■ **EXERCISE BRIEF**
Could you copy everything from the start of the records down to the line containing "M 23 78 L 23", swapping "spectator's legs" for "onlooker's legs" and leaving everything else unchanged?

■ **PROVIDED DATA**
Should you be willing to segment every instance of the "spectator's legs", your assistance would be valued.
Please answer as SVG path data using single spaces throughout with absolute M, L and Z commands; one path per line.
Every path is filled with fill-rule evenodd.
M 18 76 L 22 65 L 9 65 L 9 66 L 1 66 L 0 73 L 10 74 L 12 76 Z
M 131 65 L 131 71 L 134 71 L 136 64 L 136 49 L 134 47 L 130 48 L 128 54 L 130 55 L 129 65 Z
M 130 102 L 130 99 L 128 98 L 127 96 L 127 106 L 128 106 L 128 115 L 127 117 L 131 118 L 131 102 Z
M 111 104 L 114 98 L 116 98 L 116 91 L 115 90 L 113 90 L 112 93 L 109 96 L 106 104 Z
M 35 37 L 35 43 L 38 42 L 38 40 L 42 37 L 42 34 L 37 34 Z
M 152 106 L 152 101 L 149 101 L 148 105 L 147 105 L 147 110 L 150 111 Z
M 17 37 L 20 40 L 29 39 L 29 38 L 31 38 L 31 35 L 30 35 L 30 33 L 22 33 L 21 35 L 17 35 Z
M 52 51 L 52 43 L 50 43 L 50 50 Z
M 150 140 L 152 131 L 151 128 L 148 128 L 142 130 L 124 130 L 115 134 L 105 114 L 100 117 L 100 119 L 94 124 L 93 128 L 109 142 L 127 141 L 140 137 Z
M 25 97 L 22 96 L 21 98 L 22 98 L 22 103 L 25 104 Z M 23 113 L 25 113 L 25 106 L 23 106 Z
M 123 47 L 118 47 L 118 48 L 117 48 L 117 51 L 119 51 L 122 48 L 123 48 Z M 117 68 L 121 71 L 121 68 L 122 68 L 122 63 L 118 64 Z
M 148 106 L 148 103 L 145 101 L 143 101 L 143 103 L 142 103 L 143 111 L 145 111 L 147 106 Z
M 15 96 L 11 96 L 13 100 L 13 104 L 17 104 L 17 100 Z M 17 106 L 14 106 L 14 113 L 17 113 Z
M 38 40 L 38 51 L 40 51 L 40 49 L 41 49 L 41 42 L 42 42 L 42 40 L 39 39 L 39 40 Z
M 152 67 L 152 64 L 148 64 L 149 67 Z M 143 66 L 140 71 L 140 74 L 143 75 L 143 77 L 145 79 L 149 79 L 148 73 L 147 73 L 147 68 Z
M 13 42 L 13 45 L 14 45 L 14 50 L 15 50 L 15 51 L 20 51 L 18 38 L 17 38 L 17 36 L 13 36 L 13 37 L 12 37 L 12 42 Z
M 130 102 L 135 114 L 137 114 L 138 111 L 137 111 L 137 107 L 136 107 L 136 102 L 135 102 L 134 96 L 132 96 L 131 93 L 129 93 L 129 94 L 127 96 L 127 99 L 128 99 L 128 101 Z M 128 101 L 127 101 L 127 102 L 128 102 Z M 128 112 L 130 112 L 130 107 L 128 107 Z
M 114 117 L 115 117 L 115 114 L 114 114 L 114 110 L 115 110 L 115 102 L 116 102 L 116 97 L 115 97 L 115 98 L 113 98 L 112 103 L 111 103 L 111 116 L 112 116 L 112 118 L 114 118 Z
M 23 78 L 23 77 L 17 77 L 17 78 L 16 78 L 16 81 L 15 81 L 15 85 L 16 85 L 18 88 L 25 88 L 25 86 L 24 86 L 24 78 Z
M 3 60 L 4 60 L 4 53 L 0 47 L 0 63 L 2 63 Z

■ **OUTPUT BELOW**
Should you be willing to segment every instance of the "onlooker's legs", your assistance would be valued.
Please answer as SVG path data using single spaces throughout with absolute M, L and Z commands; one path per line.
Every path is filled with fill-rule evenodd.
M 18 76 L 22 65 L 9 65 L 9 66 L 1 66 L 0 73 L 10 74 L 12 76 Z
M 131 65 L 131 71 L 134 71 L 136 64 L 136 49 L 134 47 L 130 48 L 128 54 L 130 55 L 129 65 Z
M 130 102 L 130 99 L 128 98 L 127 96 L 127 106 L 128 106 L 128 115 L 127 117 L 131 118 L 131 102 Z
M 111 104 L 114 98 L 116 98 L 116 91 L 115 90 L 113 90 L 112 93 L 109 96 L 106 104 Z
M 35 37 L 35 43 L 38 42 L 38 40 L 42 37 L 42 34 L 37 34 Z
M 152 106 L 152 101 L 149 101 L 148 105 L 147 105 L 147 110 L 150 111 Z
M 17 37 L 20 40 L 29 39 L 29 38 L 31 38 L 31 35 L 30 35 L 30 33 L 22 33 L 21 35 L 17 35 Z
M 52 51 L 52 43 L 50 43 L 50 50 Z
M 150 140 L 152 131 L 151 128 L 148 128 L 142 130 L 124 130 L 115 134 L 105 114 L 100 117 L 100 119 L 94 124 L 93 128 L 109 142 L 127 141 L 140 137 Z
M 25 97 L 22 96 L 21 98 L 22 98 L 22 103 L 25 104 Z M 23 113 L 25 113 L 25 106 L 23 106 Z
M 123 47 L 118 47 L 118 48 L 117 48 L 117 51 L 119 51 L 122 48 L 123 48 Z M 117 68 L 121 71 L 121 68 L 122 68 L 122 63 L 118 64 Z
M 148 106 L 148 103 L 145 101 L 143 101 L 143 103 L 142 103 L 143 111 L 145 111 L 147 106 Z
M 15 96 L 11 96 L 13 100 L 13 104 L 17 104 L 17 100 Z M 17 106 L 14 106 L 14 113 L 17 113 Z
M 38 40 L 38 51 L 40 51 L 40 49 L 41 49 L 41 42 L 42 42 L 42 40 L 39 39 L 39 40 Z
M 152 67 L 152 64 L 148 64 L 149 67 Z M 143 66 L 140 71 L 140 74 L 143 75 L 143 77 L 145 79 L 149 79 L 148 73 L 147 73 L 147 68 Z
M 13 42 L 13 45 L 14 45 L 14 50 L 15 50 L 15 51 L 20 51 L 18 38 L 17 38 L 17 36 L 13 36 L 13 37 L 12 37 L 12 42 Z
M 130 102 L 135 114 L 137 114 L 138 111 L 137 111 L 137 107 L 136 107 L 136 102 L 135 102 L 134 96 L 132 96 L 131 93 L 129 93 L 129 94 L 127 96 L 127 99 L 128 99 L 128 101 Z M 128 101 L 127 101 L 127 102 L 128 102 Z M 128 112 L 130 112 L 130 107 L 128 107 Z
M 114 117 L 115 117 L 115 114 L 114 114 L 114 110 L 115 110 L 115 102 L 116 102 L 116 97 L 115 97 L 115 98 L 113 98 L 112 103 L 111 103 L 111 116 L 112 116 L 112 118 L 114 118 Z
M 23 78 L 23 77 L 17 77 L 17 78 L 16 78 L 16 81 L 15 81 L 15 85 L 16 85 L 18 88 L 25 88 L 25 86 L 24 86 L 24 78 Z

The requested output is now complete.